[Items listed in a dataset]
========
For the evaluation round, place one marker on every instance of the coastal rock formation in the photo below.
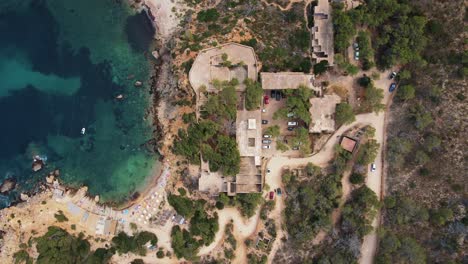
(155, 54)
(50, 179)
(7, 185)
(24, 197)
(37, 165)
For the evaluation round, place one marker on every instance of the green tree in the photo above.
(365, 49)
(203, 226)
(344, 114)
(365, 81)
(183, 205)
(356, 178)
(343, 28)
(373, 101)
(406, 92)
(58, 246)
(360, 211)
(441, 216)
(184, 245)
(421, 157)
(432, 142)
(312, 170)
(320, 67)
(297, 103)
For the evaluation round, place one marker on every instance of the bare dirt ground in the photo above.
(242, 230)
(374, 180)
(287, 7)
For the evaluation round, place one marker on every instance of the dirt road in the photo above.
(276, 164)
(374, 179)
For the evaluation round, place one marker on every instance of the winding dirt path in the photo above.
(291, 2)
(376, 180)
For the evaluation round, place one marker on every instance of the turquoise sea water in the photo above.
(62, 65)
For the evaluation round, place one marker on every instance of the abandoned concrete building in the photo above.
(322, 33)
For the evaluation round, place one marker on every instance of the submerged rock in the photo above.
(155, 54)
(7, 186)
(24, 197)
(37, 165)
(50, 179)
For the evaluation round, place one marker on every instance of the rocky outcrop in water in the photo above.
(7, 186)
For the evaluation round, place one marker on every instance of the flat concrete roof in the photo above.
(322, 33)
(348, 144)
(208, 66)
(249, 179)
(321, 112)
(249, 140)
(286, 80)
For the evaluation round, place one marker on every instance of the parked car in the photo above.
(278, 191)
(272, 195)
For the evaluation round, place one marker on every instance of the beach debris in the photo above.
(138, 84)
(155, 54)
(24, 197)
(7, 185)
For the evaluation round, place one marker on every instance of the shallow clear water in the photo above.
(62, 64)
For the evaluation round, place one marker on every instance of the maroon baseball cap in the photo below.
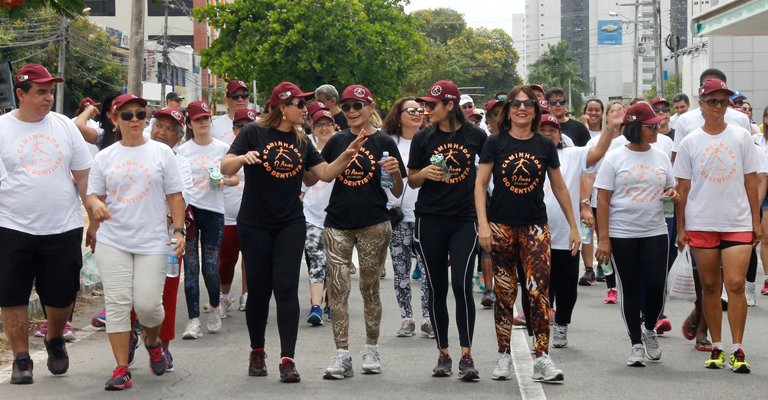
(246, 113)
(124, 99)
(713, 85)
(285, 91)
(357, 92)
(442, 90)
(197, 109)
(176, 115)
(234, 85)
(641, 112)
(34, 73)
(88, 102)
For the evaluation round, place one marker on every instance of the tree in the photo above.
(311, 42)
========
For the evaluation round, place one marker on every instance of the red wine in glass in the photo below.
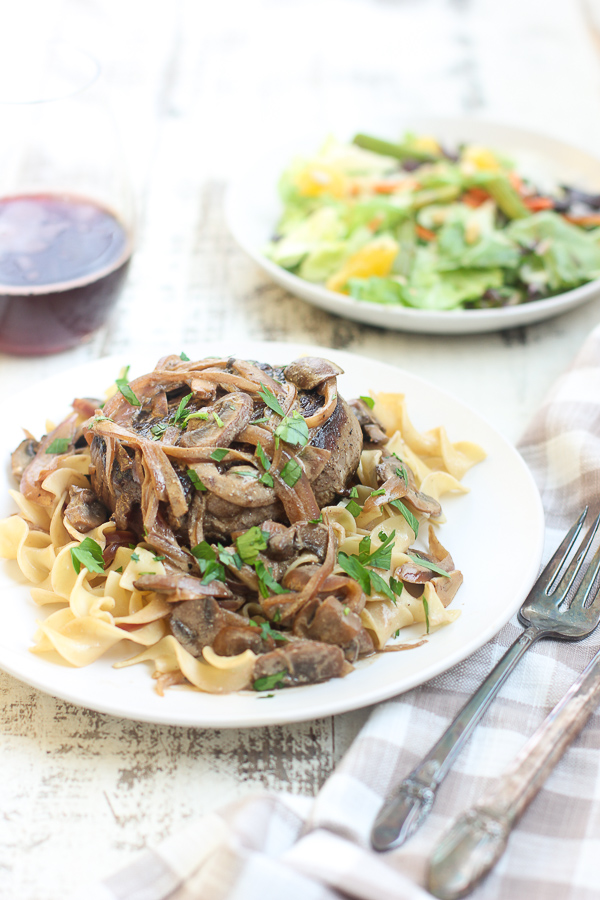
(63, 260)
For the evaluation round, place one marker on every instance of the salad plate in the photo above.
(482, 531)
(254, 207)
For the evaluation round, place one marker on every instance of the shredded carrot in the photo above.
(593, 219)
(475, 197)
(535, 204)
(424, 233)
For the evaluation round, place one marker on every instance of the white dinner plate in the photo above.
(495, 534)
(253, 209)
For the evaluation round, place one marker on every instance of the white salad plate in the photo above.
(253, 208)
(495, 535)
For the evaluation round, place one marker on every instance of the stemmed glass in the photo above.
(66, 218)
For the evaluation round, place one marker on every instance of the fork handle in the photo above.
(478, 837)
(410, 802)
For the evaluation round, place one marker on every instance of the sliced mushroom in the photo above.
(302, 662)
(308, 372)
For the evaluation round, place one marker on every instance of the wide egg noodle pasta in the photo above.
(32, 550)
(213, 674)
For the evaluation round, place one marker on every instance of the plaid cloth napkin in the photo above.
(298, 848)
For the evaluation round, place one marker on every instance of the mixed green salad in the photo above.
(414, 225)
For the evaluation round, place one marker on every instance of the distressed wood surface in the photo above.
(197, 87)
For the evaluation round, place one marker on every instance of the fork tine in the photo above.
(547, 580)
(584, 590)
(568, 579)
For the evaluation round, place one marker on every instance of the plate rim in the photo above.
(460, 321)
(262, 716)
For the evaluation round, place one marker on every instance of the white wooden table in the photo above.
========
### What is asked
Reproduce verbatim the data lines from the one containing "handle in the photo above." through the one containing "table in the photo above.", including both of those lines.

### Answer to this task
For the evaluation round, place one marker on every instance of the fork handle in the photo above.
(478, 837)
(410, 802)
For the evaluation round, place one marker on every instance of the sliced mushroom in the photo above.
(302, 662)
(308, 372)
For the evaluation round, place one marker on every instance of the wide egg noodle pasta in the photo above.
(32, 550)
(213, 674)
For the evaluation round, place one marker on every instance of the plaid cloth napkin in the photo above.
(298, 848)
For the evaluation round, place one marker on every instance of the mixed green salad in the photo above.
(414, 225)
For the evaluation round, place one marker on every instance of the distressed wood surface in the photo above.
(197, 87)
For the evaluation round, place one marker on every instance of the fork tine in the photo above.
(547, 580)
(584, 590)
(568, 579)
For the evaluation round, place one marker on every instance of the plate rim in the photo above.
(460, 321)
(262, 716)
For the evaluation round, place one marker on every instance of the white wooden table in the photo above.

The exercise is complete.